#### DATASET RECORDS

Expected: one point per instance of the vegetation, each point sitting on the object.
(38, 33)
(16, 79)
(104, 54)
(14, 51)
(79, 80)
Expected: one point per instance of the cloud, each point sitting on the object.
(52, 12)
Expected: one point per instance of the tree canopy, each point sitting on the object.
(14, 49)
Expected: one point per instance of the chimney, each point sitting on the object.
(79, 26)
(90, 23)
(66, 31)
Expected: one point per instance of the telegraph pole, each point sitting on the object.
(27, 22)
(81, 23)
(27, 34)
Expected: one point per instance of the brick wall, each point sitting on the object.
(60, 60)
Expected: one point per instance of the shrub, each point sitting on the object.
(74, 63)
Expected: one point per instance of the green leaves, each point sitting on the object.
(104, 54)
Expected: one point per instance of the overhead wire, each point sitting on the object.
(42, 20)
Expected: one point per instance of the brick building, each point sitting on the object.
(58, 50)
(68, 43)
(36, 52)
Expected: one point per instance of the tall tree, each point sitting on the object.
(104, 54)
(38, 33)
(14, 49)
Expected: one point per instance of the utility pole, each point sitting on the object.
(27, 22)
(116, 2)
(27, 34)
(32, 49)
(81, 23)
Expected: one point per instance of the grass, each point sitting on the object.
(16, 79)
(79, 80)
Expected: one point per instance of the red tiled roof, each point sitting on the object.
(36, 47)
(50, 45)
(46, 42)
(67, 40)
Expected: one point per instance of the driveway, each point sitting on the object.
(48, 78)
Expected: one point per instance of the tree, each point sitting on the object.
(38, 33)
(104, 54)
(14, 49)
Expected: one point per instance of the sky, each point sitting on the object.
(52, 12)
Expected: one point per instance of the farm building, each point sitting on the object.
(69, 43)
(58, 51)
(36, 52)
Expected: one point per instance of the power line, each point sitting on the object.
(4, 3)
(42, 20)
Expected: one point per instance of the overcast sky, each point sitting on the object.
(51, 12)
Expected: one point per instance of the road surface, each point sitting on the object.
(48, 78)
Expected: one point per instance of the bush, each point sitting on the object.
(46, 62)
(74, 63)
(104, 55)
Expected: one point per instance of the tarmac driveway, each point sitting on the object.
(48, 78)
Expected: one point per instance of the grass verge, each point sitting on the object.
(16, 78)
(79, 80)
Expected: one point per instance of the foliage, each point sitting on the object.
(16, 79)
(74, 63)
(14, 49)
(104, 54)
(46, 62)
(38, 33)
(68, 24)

########

§ **EXERCISE DIRECTIONS**: Give the entries again in full, exactly as they are written.

§ **FULL RESPONSE**:
Expected: one point per instance of the vegetation, each point sitting on the object.
(38, 33)
(16, 79)
(104, 54)
(14, 51)
(79, 80)
Expected: one point per instance of the cloud, each point sitting on the object.
(52, 12)
Expected: one point per instance of the tree canopy, each point sitting on the object.
(14, 49)
Expected: one point per instance of the chimney, each point sitting on the object.
(79, 26)
(90, 23)
(66, 31)
Expected: one point per instance of the telegraph pole, each point sitting on the object.
(27, 22)
(81, 23)
(27, 34)
Expected: one point per instance of the brick wall, each point sitting on the object.
(60, 60)
Expected: one point per instance of the shrub, each point sitting on the object.
(74, 63)
Expected: one point per instance of the green leaves, each point sitting on the object.
(104, 54)
Expected: one point per instance of the overhead wire, each point sitting on the object.
(42, 20)
Expected: one point per instance of the brick building, each point sitting on the object.
(58, 50)
(68, 43)
(36, 52)
Expected: one point per instance of the tall tree, each point sitting on the object.
(104, 54)
(38, 33)
(14, 49)
Expected: one point per instance of the utility pole, each point sitting on the object.
(27, 22)
(116, 2)
(27, 34)
(32, 49)
(81, 23)
Expected: one point per instance of the grass, each point sitting on the object.
(16, 79)
(79, 80)
Expected: one point per instance of the red tiled roof, each point sitting on the object.
(36, 47)
(50, 45)
(46, 42)
(67, 40)
Expected: one point per instance of the driveway, each point sitting on the object.
(48, 78)
Expected: one point per instance of the tree, each point sitting on the object.
(38, 33)
(104, 54)
(14, 49)
Expected: one point per instance of the sky, each point sitting on the object.
(52, 12)
Expected: one point per instance of the farm building, each point sitting on the object.
(69, 43)
(58, 51)
(36, 52)
Expected: one point per instance of the power line, each point sitting on the object.
(4, 3)
(42, 20)
Expected: one point per instance of the overcast sky, each point sitting on the object.
(51, 12)
Expected: one point per instance of the road surface, each point sitting on the object.
(48, 78)
Expected: one point per instance of the bush, each point sitting on the object.
(46, 62)
(74, 63)
(104, 55)
Expected: one point per instance of the tarmac driveway, each point sitting on the object.
(48, 78)
Expected: one point per instance of the grass verge, each point sitting on the object.
(16, 78)
(79, 80)
Expected: one point per instance of the foliage, each point sitting on the object.
(16, 79)
(74, 63)
(14, 49)
(104, 54)
(46, 62)
(38, 33)
(68, 24)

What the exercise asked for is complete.